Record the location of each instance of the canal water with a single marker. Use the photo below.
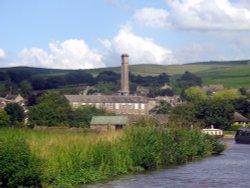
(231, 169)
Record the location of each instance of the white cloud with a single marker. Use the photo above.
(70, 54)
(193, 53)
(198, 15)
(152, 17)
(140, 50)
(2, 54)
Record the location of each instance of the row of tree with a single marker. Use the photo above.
● ● ● ● ● ● ●
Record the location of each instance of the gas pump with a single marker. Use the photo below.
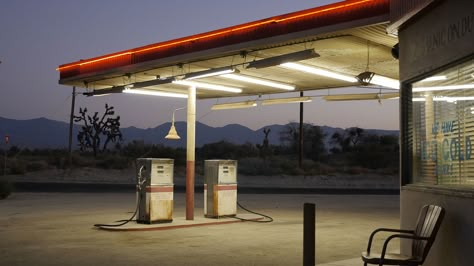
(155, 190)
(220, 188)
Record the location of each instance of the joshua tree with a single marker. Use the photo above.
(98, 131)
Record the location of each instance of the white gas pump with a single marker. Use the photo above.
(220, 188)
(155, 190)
● ● ● ● ● ● ●
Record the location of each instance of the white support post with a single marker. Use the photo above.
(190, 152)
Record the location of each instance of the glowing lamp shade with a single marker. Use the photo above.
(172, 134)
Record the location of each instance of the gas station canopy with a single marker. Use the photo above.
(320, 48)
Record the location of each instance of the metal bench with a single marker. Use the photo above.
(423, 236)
● ● ● ● ● ● ●
# Work instructions:
Only the lines above from the line containing "Record the location of each instance of the white cloud" through the line containing "Record the location of each instance of the row" should be retyped, exactly and with both ends included.

# Result below:
Record the location of each instance of the white cloud with a single marker. Use the photo above.
(70, 54)
(193, 53)
(198, 15)
(152, 17)
(140, 50)
(2, 54)
Record the location of each instance of the row of tree with a single marker. Use the photo above.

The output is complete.